### EXERCISE OBJECTIVE
Your answer should consist of the lines below that hold the word "surface".

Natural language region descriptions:
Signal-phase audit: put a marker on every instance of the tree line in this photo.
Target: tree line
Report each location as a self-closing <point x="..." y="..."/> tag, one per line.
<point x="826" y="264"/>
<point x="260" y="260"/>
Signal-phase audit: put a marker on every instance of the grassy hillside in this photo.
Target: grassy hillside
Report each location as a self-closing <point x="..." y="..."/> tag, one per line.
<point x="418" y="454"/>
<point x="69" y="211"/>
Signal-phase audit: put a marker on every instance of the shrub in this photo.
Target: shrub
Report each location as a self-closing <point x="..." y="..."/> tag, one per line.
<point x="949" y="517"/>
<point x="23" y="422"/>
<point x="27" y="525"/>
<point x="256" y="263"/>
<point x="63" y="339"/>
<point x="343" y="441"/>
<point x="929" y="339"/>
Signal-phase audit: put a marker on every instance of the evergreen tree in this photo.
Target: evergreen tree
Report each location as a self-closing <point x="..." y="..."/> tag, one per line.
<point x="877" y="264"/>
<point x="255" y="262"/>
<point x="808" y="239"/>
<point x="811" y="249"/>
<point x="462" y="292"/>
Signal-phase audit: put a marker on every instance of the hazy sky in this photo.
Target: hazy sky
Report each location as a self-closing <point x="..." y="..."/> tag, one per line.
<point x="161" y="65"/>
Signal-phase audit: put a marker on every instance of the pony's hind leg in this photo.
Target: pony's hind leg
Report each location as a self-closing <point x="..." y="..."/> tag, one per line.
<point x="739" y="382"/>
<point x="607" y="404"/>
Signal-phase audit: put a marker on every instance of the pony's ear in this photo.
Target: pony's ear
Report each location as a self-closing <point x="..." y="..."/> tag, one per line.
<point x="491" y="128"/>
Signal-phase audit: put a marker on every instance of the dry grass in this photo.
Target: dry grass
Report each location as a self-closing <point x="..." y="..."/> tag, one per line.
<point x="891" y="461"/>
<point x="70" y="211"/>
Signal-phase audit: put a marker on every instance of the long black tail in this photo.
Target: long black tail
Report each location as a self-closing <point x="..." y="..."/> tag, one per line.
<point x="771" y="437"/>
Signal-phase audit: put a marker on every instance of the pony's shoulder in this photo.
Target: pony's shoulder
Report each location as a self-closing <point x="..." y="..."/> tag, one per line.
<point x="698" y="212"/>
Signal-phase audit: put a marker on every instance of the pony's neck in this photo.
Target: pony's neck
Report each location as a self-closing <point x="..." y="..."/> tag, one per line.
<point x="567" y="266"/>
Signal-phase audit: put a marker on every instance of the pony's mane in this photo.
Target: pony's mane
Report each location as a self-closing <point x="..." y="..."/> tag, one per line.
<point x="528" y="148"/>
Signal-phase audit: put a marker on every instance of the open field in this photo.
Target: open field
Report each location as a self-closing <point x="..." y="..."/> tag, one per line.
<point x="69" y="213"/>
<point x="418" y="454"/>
...
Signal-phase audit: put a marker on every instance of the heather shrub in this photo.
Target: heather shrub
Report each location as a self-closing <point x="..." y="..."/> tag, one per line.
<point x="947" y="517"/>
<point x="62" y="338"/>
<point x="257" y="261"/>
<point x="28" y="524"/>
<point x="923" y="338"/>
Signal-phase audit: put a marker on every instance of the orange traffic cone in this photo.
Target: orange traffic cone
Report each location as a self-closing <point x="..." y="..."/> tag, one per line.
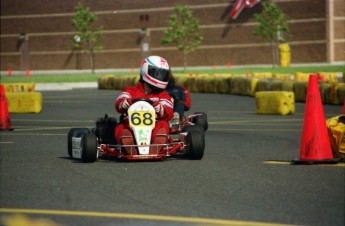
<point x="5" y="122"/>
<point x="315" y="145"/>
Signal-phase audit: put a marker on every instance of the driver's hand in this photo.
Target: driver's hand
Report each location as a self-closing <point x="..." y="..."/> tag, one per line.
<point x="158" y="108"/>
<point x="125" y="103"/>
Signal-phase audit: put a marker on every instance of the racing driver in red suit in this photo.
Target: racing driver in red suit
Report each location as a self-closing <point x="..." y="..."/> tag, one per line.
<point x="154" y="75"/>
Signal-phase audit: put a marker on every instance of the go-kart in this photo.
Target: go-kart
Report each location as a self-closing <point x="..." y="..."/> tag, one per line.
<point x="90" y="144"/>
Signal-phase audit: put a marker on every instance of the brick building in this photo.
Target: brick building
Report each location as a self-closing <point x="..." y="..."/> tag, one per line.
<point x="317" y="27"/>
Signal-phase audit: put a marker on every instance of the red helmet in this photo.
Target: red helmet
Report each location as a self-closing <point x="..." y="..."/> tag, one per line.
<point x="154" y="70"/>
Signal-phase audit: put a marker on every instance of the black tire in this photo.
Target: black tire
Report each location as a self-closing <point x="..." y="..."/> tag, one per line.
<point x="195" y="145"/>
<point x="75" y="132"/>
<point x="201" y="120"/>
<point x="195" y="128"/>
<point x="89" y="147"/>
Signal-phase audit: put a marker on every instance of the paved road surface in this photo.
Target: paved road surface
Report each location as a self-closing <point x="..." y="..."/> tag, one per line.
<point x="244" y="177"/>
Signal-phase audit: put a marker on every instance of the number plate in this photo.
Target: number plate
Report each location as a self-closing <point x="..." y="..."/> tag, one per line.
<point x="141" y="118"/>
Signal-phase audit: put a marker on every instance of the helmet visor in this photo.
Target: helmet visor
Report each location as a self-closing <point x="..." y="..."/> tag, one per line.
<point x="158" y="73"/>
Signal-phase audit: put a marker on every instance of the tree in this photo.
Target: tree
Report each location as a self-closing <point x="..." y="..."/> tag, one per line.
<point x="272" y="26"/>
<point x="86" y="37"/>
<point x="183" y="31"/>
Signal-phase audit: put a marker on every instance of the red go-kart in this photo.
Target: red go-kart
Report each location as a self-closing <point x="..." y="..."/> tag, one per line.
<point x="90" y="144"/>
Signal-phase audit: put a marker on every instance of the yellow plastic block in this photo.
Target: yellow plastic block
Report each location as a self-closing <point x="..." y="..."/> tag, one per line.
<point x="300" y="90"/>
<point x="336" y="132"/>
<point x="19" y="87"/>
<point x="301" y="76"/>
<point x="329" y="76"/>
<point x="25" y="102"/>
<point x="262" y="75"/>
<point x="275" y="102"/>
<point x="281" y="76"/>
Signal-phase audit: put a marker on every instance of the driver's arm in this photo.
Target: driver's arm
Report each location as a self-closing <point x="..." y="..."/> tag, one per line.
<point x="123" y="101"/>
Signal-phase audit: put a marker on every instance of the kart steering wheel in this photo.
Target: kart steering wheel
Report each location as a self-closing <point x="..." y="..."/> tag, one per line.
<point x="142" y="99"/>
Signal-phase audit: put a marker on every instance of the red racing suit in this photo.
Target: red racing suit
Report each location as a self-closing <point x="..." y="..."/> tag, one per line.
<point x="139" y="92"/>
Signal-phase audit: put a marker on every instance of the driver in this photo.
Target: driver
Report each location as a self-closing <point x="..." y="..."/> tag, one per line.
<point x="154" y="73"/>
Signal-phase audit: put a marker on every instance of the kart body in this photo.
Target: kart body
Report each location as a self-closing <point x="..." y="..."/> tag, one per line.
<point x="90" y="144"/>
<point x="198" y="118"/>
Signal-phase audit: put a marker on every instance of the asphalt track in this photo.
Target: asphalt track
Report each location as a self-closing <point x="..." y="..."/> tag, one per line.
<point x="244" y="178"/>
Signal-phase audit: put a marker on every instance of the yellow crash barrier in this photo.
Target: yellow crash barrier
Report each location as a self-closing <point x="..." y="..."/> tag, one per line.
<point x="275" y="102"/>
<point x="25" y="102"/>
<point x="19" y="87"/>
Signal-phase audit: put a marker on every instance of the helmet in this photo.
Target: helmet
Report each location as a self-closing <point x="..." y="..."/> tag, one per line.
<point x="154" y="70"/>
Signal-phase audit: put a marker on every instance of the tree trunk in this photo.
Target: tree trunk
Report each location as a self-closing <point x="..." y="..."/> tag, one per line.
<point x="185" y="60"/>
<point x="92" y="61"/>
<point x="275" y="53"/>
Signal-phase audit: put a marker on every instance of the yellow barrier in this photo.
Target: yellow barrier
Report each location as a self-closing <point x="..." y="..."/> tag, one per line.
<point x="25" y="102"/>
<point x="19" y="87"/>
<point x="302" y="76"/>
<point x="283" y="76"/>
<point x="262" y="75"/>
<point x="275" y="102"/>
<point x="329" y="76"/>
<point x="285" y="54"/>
==
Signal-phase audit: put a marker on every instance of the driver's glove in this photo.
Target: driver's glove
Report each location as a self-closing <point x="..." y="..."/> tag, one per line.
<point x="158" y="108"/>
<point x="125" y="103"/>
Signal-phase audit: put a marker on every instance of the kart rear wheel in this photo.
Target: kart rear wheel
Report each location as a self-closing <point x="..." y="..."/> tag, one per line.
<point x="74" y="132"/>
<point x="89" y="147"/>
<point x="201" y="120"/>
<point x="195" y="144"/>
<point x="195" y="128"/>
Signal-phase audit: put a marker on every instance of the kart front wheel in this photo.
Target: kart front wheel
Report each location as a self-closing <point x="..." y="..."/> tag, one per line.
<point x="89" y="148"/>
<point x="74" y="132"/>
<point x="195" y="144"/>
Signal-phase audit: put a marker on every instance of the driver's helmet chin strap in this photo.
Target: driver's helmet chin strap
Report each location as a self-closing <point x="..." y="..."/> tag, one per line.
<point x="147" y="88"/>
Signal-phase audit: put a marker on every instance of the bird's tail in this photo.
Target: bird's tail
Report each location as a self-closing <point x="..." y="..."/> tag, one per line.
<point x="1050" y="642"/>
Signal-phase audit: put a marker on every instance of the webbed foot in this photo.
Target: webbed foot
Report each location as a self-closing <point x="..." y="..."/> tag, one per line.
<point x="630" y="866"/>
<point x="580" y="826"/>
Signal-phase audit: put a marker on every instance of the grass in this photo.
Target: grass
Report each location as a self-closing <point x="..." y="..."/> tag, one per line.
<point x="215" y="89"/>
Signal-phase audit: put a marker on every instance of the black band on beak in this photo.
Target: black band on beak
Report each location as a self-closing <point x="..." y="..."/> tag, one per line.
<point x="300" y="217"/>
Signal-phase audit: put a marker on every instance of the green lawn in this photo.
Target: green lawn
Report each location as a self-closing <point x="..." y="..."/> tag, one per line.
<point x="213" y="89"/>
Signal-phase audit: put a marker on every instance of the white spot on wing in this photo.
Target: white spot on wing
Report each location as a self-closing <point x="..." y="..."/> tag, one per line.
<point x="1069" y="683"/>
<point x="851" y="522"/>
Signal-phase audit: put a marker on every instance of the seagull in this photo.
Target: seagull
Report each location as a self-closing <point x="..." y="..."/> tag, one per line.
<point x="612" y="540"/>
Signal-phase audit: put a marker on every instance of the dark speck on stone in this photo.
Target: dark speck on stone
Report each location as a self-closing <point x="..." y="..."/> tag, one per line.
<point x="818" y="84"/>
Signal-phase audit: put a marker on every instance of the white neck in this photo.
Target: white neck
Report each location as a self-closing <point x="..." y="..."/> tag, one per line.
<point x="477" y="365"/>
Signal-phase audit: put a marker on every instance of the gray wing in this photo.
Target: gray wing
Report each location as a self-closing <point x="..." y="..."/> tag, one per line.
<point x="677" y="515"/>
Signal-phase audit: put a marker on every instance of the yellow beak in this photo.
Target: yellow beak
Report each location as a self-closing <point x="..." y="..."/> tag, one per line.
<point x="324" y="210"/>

### TASK RESPONSE
Signal-phase audit: put a marker on every instance of the paved road surface in this photo.
Target: paved road surface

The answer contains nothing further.